┌─ Bacaan

Pemboran merupakan kegiatan yang pertama kali dilakukan dalam suatu operasi
peledakan batuan. Kegiatan ini bertujuan untuk membuat sejumlah lubang ledak
yang nantinya akan diisi dengan sejumlah bahan peledak untuk diledakkan. Bukan
hanya untuk pembuatan lubang ledak tetapi pemboran memiliki fungsi lain seperti
pengumupulan data sebaran cadangan. Karena pentingnya kegiatan pemboran maka
perlu adanya materi yang menjelaskan tetang pemboran serta segala sesuatu yang
ada di dalam kegiatan pemboran secara terperinci sebagai bahan pembantu atau
penuntun dalam melakukan kegiatan pemboran.

└─

**Tugas yang Dikerjakan**.
1. Menurut bacaan tentang pemboran, lubang ledak yang dibuat nantinya akan diisi dengan apa?
2. Berdasarkan bacaan tentang pemboran, mengapa perlu ada materi yang menjelaskan kegiatan pemboran secara terperinci?
Data berikut merupakan bahan tersendiri yang terpisah dari bacaan tentang pemboran.

┌─ Bagian Data

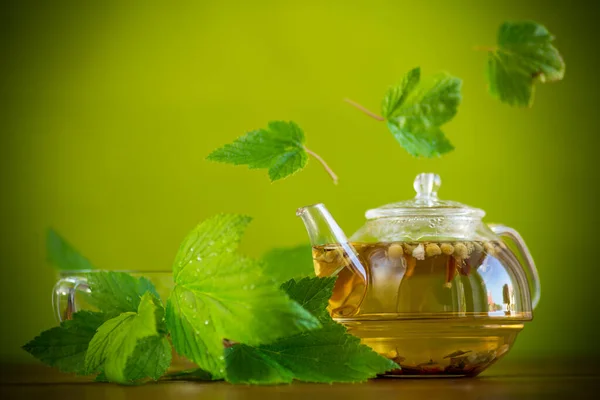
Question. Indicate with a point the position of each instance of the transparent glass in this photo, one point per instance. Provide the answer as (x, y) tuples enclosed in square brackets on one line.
[(70, 293), (426, 283)]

└─

**Jawaban**.
1. Lubang ledak akan diisi dengan sejumlah bahan peledak untuk diledakkan.

2. Materi itu diperlukan karena kegiatan pemboran sangat penting. Materi tersebut berguna sebagai bahan pembantu atau penuntun dalam melakukan kegiatan pemboran.